### BRIEF A
Quote the listing word for word, from its first line through the line that contains "[51,0,700,566]", including both of those lines.

### EXTRACT
* * * *
D.C. Bar Rule 5.4 became effective as part of the adoption of the D.C. Rules of Professional Conduct at the beginning of 1991. A D.C. Bar model rules committee previously found that lawyers already were working with everyone from psychiatrists to engineers. It made sense to open the system at least a bit to allow them to be recognized as important to law firm success, the panel found.

The ABA Model Rule 5.4, which most states have adopted in part or whole, forbids lawyer/nonlawyer partnerships if any of the activities of the partnership consist of the practice of law. The D.C. rule allows for such partnerships only if their “sole purpose” is to provide legal services to clients, among other conditions. It doesn’t permit corporations or investment banks to acquire parts of law partnerships or law practices.

Though law firms began testing the regulation the moment the Washington rule took effect, D.C. Bar spokeswoman Andrea Williams said that the group doesn’t keep statistics on Rule 5.4 implementation, including how many firms have used it to employ nonlawyer partners.

Attorneys who assist other lawyers with Rule 5.4 questions also were reluctant to identify firms, attorneys, nonlawyers, or other businesses that have inquired about the law, and which have used the rule to help set up shop.

But ethics lawyers and bar officials also said they know of a number of instances in which Rule 5.4 has been utilized. This includes at least one Big Four accountancy and at least one former AmLaw 100 law firm.

Regional law firms have also used the rule to reward economists, lobbyists, public relations experts, and other nonlawyer specialists with lucrative partnerships.

Zuckerman Spaeder ethics and professional responsibility partner Mark Foster said he’s received hundreds of queries from law firms and nonlawyers about how to utilize D.C.'s Rule 5.4 over the last several years, and confirms he has assisted “a major accountancy” in using the D.C. regulation to bring to life a new legal operation.

“They’re trying to tiptoe around the edges of Rule 5.4, it’s fair to say,” said Foster.

Going West

Law firm outposts with non-lawyer partners enabled by D.C. Rule 5.4 are usually but not always based in Washington, said Foster. He declined to spell out the formula that he and Zuckerman Spaeder senior staff attorney Jason Acton use to ensure that the operations they help set up fit within the rule.

Like Davis Goldberg & Galper, other small Washington firms also show how the rule can be used. For more than a decade, for example, lobbyist Jeff MacKinnon was a name partner with Ryan, MacKinnon, Vasapoli and Berzok, which touted the fact that it had a nonlawyer as a partner, he said.

The issue of nonlawyer law firm partners is especially timely as California, Utah, and Arizona have created task forces in recent months to study their bars’ versions of Rule 5.4 and related rules. Their aim is to improve legal system access for the many middle-income and poorer Americans who can’t afford attorneys in civil and family court cases.
* * * *
[Records excerpted from a collection]
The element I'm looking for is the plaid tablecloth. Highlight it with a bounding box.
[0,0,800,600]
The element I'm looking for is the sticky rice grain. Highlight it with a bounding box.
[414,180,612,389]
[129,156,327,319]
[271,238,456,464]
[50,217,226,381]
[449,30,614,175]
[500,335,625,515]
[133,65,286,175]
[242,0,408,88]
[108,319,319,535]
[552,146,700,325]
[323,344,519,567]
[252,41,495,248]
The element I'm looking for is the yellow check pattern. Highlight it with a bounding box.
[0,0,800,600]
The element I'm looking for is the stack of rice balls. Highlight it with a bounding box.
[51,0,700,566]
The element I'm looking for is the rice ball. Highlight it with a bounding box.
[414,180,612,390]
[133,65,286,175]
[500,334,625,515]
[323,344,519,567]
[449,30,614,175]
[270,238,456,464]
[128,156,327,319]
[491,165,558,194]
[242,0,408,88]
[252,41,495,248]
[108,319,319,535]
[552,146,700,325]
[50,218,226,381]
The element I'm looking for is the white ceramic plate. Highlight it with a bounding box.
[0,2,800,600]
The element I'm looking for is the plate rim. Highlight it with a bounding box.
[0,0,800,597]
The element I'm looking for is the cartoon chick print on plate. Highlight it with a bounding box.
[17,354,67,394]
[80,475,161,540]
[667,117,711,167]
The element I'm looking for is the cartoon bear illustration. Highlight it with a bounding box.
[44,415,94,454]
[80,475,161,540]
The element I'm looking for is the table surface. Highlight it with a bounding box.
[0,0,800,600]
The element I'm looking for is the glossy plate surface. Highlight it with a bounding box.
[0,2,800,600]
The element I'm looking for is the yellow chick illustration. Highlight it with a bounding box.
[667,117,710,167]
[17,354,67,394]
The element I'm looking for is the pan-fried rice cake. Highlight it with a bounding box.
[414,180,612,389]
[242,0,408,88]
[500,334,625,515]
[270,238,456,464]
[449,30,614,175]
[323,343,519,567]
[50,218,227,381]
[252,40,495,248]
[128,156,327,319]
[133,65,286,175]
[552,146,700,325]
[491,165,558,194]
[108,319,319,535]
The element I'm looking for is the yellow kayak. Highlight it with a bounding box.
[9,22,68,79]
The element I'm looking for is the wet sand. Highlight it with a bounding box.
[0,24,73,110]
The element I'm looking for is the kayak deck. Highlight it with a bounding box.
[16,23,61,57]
* * * *
### BRIEF B
Summarize the article on D.C. Rule 5.4 in two sentences.

### FULL SOLUTION A
The element I'm looking for is the plaid tablecloth. Highlight it with a bounding box.
[0,0,800,600]
The element I'm looking for is the sticky rice grain. Highlight it with a bounding box.
[414,180,612,389]
[129,156,327,319]
[271,238,456,464]
[50,217,226,381]
[449,30,614,175]
[500,335,625,515]
[133,65,286,175]
[242,0,408,88]
[108,319,319,535]
[552,146,700,325]
[323,344,519,567]
[252,41,495,248]
The element I'm looking for is the yellow check pattern. Highlight it with a bounding box.
[0,0,800,600]
The element I'm looking for is the stack of rice balls. Highlight it with a bounding box.
[51,0,700,566]

### FULL SOLUTION B
D.C. Rule 5.4, in effect since the start of 1991, allows lawyer/nonlawyer partnerships only if their sole purpose is to provide legal services to clients, whereas the ABA Model Rule forbids such partnerships if any of their activities consist of the practice of law. The D.C. Bar keeps no statistics on how the rule is used, but ethics lawyers and bar officials know of firms that have used it, including at least one Big Four accountancy and regional law firms, and California, Utah, and Arizona have created task forces to study their own versions.